-- Study questions --
1 - Can you rewrite everything in the shoulder bursitis passage from "The shoulder design" down to "this to happen.", substituting "bursal sac" for "bursa"?
2 - Could you carry on the shoulder bursitis passage from the point where it stops?

-- Excerpted passage --
Shoulder bursitis is a very common diagnosis for shoulder niggles. An ultrasound scan is frequently one of the first diagnostic tests someone is sent for following development of pain in the front of the shoulder. Unfortunately, it often comes back positive – and a structure is revealed to treat. But, very rarely is it truly the primary problem. The question should be “how” and “why” factors. Solve these and your shoulder pain will fully resolve for the long term.
The shoulder design is amazing:
A ball and socket and numerous muscles threading through a capsule or sleeve that surrounds the joint. Every muscle has a key role in tensioning and positioning the ball in the socket. If any one of them is not functioning well, the ball (humerus) slips a little north and starts to bump on the small cushion – the bursa that sits between the top of the ball and the AC joint (the point of the shoulder).
So – the issue here is not the fact that the bursa has been bumped over and over through sports or work activities, and is swollen and painful– it is trying to work out what is causing this to happen.

-- Information supplied --

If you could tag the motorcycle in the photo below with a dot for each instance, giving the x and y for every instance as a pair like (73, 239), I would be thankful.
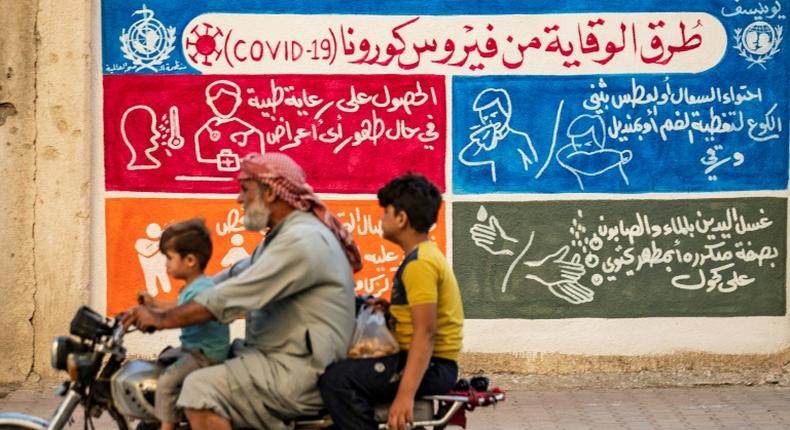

-- Set of answers --
1 -
The shoulder design is amazing:
A ball and socket and numerous muscles threading through a capsule or sleeve that surrounds the joint. Every muscle has a key role in tensioning and positioning the ball in the socket. If any one of them is not functioning well, the ball (humerus) slips a little north and starts to bump on the small cushion – the bursal sac that sits between the top of the ball and the AC joint (the point of the shoulder).
So – the issue here is not the fact that the bursal sac has been bumped over and over through sports or work activities, and is swollen and painful– it is trying to work out what is causing this to happen.

2 -
Causes of Bursitis:
This can occur from a range of things.
Sometimes it is a muscle strain or tear causing some weakness in one of the muscles. This is often one of the rotator cuff muscles. Or, it could be an issue with your posture and weakness of your upper back and shoulder blade muscles. This results in the socket not sitting in its proper position resulting in more of the humerus travelling north. It could also be repetitive activities – day to day or from a weekend warrior activity that your body is unaccustomed to.
Signs & Symptoms:
Pinching pain on elevating the arm, sometimes an ache that can come on after you do something – eg reach overhead or lifting an object out in front of you. Ache at night, Ache in the morning. It can vary a lot.
The Assessment and Treatment:
A thorough biomechanical assessment of the shoulder is the best way to start to determine what is happening. From there, based on findings, an exercise program can often assist in restoring the “best possible” orientation of the joint. This in turn should relieve the pressure on the bursa, and help with long term solutions beyond just an injection, medications or some hands on treatment.
An injection may be a key part of the treatment process if it is not responding to conservative treatment. Key here though is – if you have an injection – you still need to determine the cause and work on fixing the biomechanical problem or work activities that caused the bursa to swell in the first place.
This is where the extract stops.